**Instructions for the task**
Filter the lines below, copying each one that contains the string "road". Case counts.
## Begin Exercise data
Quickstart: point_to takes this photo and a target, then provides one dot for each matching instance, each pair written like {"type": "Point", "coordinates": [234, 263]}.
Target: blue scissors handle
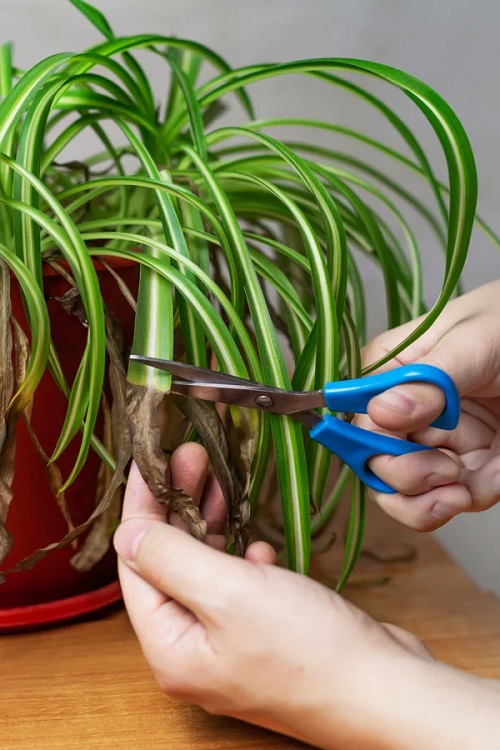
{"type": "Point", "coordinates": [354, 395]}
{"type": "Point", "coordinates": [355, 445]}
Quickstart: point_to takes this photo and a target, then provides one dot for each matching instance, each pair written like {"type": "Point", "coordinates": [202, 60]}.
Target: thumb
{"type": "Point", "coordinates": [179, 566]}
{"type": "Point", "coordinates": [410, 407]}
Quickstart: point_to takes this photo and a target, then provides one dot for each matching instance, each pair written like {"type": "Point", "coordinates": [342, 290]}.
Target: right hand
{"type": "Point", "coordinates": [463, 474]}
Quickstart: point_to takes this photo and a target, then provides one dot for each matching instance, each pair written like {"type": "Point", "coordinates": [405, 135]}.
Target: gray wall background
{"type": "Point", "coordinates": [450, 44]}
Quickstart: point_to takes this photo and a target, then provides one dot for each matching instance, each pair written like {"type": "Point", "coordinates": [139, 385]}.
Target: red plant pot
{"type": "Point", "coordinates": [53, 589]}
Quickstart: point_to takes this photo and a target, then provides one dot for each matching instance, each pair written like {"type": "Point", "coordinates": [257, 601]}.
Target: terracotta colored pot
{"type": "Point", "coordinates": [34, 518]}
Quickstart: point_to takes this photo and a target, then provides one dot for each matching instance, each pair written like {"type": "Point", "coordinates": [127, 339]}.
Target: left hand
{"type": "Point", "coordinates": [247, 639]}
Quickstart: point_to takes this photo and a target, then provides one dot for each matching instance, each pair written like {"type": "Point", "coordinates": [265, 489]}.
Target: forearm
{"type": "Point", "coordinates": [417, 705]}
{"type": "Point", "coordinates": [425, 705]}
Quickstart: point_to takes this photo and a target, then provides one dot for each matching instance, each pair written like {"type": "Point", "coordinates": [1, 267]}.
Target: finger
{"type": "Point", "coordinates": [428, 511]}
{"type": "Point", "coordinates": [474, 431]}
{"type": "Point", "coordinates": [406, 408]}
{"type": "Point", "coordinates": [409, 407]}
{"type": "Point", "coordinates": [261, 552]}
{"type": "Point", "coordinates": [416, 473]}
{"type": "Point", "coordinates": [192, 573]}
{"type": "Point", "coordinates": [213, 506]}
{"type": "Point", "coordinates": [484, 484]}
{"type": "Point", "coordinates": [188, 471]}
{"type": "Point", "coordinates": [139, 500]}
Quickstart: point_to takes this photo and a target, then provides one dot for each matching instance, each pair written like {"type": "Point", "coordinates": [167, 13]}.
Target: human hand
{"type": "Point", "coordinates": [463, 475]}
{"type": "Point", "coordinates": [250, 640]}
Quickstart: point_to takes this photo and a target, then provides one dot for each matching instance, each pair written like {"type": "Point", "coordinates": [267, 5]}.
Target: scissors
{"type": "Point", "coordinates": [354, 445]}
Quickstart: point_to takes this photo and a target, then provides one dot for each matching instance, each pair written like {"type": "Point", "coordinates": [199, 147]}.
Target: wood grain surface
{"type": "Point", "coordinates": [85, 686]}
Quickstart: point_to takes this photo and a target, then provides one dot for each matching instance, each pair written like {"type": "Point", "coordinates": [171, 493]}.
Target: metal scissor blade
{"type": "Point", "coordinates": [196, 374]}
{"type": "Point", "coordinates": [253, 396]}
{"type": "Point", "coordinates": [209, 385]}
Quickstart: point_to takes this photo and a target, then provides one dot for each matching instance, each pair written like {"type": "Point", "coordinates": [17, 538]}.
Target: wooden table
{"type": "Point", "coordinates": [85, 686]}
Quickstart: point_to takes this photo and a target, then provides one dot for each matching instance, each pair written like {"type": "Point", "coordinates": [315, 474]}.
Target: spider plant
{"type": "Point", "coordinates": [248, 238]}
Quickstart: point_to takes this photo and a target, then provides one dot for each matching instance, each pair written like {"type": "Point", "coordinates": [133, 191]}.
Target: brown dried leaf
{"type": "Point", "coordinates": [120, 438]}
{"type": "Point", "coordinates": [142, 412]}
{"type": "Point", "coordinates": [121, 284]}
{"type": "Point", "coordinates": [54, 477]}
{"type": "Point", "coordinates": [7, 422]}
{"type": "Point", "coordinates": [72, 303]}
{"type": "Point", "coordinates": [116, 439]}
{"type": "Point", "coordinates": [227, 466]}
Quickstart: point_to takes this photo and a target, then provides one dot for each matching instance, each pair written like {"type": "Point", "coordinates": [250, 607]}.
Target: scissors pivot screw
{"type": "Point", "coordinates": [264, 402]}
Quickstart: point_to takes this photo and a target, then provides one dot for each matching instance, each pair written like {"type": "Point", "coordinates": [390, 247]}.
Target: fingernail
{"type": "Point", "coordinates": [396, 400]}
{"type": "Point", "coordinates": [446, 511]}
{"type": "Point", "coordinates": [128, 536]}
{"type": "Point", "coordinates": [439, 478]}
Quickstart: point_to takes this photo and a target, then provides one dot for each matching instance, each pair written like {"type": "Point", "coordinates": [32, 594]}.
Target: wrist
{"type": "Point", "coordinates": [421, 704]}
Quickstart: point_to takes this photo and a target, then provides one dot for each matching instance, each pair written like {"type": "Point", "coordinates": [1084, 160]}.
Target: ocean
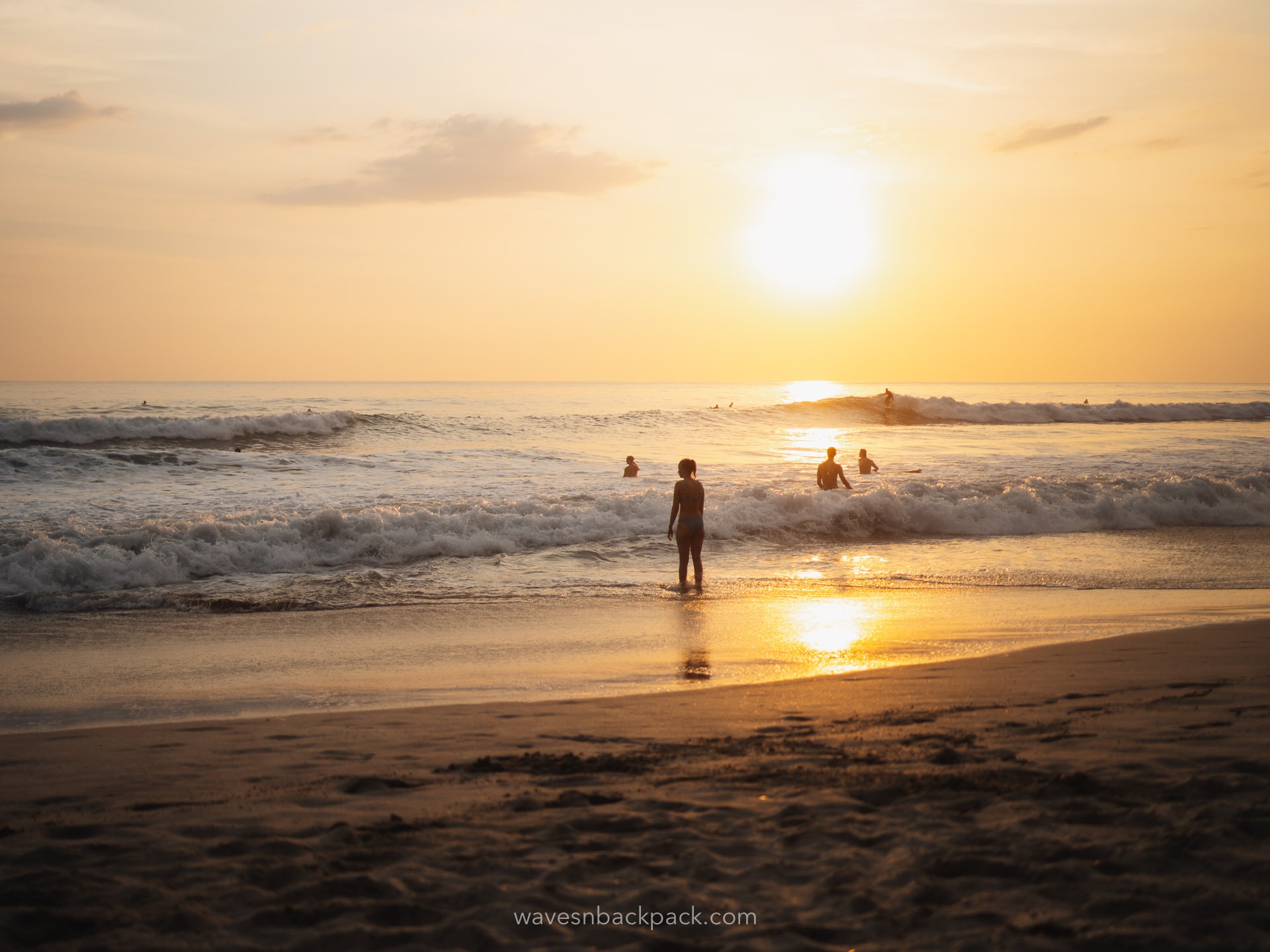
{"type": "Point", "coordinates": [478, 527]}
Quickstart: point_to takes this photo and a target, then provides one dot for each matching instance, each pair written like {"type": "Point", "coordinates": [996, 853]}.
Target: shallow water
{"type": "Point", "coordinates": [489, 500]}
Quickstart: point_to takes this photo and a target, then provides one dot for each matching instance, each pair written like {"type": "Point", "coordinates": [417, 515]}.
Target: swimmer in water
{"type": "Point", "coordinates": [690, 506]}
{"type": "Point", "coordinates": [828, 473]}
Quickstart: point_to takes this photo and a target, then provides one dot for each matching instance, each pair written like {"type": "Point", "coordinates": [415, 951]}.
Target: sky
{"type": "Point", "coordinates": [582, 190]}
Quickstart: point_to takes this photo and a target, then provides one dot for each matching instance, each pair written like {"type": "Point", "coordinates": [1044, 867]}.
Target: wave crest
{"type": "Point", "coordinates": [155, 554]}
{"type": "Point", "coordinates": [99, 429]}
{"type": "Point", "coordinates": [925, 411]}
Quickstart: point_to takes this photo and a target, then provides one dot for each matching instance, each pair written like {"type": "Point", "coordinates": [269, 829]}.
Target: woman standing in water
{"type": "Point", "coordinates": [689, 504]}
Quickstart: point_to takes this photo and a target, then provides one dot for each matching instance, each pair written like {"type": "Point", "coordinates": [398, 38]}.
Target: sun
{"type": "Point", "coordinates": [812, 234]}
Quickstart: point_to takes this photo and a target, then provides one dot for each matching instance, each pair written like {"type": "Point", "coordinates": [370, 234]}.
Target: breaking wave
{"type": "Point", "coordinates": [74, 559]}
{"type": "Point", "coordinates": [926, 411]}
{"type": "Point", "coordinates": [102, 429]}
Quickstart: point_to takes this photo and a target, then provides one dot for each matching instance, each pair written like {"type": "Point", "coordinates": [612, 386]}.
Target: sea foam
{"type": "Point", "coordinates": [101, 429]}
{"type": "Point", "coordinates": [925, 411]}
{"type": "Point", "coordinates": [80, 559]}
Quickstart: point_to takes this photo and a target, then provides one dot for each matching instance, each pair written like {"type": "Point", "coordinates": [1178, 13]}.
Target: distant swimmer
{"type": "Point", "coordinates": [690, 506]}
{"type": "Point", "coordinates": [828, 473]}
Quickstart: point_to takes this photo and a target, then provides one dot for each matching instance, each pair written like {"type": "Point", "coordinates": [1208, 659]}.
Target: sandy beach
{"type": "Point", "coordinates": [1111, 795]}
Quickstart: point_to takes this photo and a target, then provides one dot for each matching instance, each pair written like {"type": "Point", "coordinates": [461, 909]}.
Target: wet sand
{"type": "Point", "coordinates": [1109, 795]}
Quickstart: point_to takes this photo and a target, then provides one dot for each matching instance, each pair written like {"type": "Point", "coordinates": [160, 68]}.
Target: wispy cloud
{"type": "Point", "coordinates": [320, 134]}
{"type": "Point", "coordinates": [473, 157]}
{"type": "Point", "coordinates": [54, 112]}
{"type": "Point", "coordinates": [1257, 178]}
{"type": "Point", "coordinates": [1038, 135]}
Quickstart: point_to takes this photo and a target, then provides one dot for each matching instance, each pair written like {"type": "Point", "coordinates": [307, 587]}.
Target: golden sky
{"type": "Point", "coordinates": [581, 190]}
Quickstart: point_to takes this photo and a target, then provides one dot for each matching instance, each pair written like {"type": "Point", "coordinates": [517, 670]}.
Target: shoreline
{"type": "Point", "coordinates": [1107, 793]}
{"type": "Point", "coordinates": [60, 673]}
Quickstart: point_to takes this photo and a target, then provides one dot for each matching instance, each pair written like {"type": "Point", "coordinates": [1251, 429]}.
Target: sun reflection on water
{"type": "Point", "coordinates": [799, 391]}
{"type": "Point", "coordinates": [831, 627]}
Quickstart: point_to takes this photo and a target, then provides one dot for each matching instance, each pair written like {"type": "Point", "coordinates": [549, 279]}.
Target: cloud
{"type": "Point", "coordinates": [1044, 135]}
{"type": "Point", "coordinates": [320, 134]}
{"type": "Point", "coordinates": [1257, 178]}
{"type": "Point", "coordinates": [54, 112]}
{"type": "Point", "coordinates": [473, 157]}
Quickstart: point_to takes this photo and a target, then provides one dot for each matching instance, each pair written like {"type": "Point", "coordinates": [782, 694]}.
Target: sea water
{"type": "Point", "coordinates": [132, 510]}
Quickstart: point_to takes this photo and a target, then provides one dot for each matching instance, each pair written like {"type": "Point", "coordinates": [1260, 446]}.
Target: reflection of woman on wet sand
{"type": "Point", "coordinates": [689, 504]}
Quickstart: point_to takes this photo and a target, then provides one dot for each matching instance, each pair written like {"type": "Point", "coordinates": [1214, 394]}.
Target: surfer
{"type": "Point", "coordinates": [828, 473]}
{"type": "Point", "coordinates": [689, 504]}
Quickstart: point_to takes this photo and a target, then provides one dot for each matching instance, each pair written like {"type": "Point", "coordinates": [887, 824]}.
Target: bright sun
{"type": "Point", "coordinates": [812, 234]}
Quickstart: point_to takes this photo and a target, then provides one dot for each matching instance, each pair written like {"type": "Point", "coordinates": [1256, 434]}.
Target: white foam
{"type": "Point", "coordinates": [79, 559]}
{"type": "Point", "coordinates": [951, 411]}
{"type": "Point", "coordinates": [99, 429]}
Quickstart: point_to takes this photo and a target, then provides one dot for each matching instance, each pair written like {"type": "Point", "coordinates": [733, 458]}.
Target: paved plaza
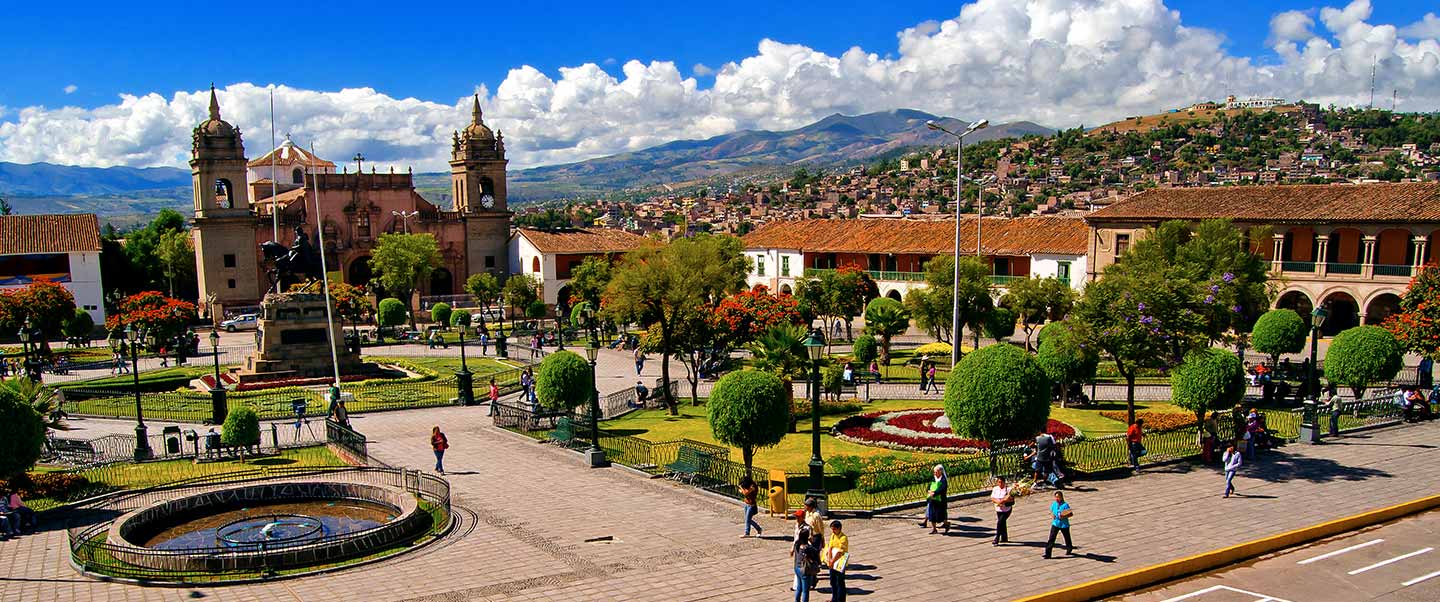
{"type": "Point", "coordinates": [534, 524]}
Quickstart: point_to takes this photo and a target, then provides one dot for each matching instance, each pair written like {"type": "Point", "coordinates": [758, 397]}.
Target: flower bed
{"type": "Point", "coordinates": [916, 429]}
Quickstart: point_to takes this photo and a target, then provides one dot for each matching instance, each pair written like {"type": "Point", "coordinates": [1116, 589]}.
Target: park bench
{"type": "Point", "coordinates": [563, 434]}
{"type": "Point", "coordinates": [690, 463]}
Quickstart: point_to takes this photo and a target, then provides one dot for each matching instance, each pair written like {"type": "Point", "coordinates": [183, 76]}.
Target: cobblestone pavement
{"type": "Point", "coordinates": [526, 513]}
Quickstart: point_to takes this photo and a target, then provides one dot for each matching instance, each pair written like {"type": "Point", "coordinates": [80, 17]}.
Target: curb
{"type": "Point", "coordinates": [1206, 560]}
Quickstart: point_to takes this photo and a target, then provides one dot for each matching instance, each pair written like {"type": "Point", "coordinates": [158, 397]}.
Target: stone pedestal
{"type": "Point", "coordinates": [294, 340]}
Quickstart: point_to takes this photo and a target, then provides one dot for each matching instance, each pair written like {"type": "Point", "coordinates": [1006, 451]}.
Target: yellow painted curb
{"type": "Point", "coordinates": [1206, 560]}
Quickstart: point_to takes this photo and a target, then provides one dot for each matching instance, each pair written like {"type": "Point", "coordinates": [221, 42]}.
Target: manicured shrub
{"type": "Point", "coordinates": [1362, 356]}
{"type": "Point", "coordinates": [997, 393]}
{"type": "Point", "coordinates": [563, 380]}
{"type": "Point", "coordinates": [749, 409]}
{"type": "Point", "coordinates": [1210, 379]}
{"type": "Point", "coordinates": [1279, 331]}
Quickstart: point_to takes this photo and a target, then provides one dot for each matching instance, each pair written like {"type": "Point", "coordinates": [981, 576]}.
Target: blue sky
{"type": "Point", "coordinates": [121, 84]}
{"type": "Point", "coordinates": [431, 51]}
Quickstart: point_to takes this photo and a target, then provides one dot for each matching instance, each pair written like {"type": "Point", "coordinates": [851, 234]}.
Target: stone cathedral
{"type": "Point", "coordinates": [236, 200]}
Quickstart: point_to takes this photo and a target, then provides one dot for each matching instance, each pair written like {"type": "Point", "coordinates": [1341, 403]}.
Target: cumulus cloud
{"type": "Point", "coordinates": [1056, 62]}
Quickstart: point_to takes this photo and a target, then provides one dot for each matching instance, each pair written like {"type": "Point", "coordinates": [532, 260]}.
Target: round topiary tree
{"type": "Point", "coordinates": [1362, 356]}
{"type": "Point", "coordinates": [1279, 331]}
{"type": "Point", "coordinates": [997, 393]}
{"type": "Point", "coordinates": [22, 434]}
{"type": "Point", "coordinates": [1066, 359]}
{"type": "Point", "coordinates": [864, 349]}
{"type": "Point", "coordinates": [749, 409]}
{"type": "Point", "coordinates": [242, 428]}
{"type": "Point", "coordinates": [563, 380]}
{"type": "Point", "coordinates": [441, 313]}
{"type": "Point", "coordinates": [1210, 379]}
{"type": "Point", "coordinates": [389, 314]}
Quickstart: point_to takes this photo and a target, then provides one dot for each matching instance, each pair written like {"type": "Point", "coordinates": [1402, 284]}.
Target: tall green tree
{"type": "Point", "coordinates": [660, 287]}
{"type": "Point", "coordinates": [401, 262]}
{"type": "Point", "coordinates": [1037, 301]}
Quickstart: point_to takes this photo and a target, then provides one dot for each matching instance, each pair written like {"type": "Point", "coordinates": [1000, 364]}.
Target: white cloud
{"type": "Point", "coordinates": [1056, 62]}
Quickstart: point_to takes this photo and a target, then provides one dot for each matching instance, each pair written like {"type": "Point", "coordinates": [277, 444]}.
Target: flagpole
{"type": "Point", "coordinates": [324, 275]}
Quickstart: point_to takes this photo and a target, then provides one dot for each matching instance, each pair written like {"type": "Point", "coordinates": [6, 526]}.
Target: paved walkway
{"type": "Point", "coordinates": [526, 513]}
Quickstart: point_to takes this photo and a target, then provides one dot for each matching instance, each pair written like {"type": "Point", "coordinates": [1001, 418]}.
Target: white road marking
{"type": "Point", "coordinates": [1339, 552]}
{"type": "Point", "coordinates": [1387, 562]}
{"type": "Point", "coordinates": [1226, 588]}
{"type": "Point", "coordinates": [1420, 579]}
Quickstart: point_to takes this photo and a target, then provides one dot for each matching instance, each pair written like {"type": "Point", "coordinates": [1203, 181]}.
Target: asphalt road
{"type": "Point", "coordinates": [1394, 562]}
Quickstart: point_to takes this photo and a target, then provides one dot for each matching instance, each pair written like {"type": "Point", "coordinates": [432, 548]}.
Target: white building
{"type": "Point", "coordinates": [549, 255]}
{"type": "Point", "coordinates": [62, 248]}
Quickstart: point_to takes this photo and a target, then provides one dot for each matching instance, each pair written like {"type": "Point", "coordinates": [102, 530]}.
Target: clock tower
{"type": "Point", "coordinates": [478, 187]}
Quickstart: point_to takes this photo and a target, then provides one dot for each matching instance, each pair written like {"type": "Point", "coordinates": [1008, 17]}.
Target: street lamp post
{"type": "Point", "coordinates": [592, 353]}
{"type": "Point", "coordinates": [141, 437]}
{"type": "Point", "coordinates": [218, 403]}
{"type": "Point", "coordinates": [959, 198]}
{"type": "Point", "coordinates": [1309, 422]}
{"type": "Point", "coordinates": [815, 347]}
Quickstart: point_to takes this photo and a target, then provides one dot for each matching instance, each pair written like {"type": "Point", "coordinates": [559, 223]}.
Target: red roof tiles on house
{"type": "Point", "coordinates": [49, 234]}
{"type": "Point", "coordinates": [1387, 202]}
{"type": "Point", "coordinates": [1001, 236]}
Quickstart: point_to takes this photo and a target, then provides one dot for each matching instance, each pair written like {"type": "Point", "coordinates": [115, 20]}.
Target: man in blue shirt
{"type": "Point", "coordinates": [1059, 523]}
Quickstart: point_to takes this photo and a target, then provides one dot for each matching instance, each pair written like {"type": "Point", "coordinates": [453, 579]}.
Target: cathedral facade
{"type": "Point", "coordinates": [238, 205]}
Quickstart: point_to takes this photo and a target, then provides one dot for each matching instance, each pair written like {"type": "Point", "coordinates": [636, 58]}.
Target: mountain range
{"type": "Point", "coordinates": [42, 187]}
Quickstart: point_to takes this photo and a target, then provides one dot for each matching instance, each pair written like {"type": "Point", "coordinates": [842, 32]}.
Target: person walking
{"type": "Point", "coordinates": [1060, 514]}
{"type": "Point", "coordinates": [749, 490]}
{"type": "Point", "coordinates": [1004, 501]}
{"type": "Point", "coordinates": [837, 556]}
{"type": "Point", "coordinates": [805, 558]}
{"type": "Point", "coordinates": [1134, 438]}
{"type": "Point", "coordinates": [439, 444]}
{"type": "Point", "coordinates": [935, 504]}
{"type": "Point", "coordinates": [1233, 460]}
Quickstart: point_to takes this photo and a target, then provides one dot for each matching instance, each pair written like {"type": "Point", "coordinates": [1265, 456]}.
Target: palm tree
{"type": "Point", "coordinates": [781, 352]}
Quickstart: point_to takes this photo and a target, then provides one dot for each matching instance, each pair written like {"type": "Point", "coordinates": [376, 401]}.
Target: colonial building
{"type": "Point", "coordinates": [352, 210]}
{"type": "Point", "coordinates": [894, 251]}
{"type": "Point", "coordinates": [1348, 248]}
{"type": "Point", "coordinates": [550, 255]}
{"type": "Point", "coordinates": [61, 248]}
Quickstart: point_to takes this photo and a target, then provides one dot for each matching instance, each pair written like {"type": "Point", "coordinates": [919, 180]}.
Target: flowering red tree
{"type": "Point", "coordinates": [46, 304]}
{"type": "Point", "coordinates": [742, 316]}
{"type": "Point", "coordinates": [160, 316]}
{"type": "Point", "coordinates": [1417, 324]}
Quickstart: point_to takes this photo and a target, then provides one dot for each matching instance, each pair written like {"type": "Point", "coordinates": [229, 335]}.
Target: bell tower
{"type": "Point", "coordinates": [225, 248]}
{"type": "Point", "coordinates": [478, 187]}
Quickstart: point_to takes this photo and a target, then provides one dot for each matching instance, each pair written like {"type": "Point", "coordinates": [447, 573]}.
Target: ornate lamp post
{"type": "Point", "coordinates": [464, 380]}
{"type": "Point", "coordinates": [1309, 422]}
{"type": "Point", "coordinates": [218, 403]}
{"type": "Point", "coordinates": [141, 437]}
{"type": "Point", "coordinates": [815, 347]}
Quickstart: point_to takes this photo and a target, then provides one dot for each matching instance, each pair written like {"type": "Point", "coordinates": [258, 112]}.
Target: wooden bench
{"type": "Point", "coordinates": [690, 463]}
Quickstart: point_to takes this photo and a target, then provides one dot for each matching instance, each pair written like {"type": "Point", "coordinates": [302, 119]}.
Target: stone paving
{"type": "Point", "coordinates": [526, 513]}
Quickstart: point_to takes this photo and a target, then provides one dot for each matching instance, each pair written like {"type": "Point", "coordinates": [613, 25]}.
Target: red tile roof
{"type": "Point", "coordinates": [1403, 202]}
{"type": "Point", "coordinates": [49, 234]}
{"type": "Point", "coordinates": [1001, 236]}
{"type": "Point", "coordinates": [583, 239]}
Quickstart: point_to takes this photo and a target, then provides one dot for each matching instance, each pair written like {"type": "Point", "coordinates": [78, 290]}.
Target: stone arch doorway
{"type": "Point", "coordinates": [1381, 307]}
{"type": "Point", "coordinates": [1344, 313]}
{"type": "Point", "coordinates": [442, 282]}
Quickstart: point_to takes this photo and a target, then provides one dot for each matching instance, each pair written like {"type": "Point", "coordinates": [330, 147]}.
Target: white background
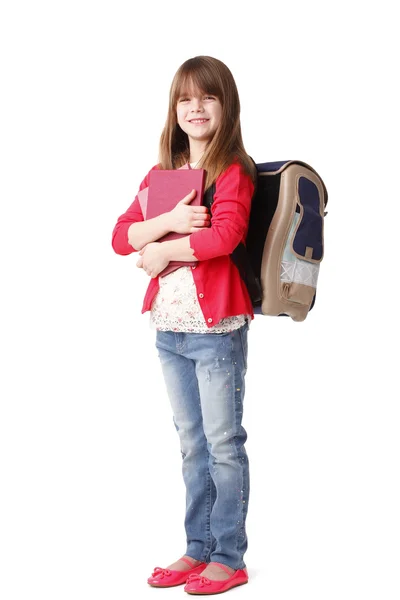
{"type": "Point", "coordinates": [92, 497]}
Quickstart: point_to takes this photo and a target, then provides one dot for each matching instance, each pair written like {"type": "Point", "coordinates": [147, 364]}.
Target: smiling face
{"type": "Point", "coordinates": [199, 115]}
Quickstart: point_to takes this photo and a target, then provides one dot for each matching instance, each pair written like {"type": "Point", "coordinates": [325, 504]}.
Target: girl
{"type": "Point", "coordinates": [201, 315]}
## End Exercise data
**Correct result**
Target: white road marking
Target: asphalt road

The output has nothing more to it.